*Work to complete*:
Reproduce, without any changes, everything from the line containing "Target: tree trunk" down to the end of the items below.

A block of data:
"""
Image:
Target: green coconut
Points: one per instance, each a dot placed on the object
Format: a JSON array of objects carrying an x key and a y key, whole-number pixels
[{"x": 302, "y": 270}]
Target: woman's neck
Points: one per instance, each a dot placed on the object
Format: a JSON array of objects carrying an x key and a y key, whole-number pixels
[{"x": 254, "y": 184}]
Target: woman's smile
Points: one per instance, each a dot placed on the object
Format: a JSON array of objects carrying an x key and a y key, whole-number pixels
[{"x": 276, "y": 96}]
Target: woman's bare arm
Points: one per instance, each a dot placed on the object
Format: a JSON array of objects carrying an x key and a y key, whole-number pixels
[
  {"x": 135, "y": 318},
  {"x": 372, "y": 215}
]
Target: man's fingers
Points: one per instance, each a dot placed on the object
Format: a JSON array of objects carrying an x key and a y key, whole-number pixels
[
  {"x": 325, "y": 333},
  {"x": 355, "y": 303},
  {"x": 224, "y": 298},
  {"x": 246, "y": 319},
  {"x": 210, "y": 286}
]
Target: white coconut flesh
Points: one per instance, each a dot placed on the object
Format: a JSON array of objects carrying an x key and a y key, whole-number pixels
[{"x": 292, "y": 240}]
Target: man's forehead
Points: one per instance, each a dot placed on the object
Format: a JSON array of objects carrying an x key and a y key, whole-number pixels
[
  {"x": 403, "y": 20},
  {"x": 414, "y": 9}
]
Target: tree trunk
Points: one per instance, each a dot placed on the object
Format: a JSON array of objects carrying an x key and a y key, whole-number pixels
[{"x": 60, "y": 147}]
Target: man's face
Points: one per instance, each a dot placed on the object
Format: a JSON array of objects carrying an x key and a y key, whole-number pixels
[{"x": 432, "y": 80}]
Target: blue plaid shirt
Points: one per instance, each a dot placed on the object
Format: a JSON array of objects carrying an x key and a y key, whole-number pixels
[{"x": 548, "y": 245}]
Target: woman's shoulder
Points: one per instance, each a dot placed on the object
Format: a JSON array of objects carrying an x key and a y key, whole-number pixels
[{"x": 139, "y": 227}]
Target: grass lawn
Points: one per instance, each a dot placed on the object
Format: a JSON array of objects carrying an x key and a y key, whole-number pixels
"""
*Full solution*:
Target: tree trunk
Points: one per instance, each a dot placed on the object
Format: a JSON array of objects carrying an x key and a y key, whole-number pixels
[{"x": 60, "y": 147}]
Target: man's face
Points: one per instance, each a dot placed on the object
Format: a JSON array of objects carrying an x key and a y key, whole-number pixels
[{"x": 432, "y": 80}]
Target: blue plaid shirt
Points: one per instance, each a dot placed on the object
Format: a JSON array of objects carrying an x key and a y key, whole-number pixels
[{"x": 548, "y": 245}]
Target: woman's shoulder
Points: one per instance, each a dot placed on the object
Format: a JSON array of objects carrying an x key and a y key, whole-number pixels
[{"x": 139, "y": 227}]
Target: grass lawn
Points: one per instance, each a dot placed on the object
Format: a JSON array of objects carrying an x key and a y key, whole-number pixels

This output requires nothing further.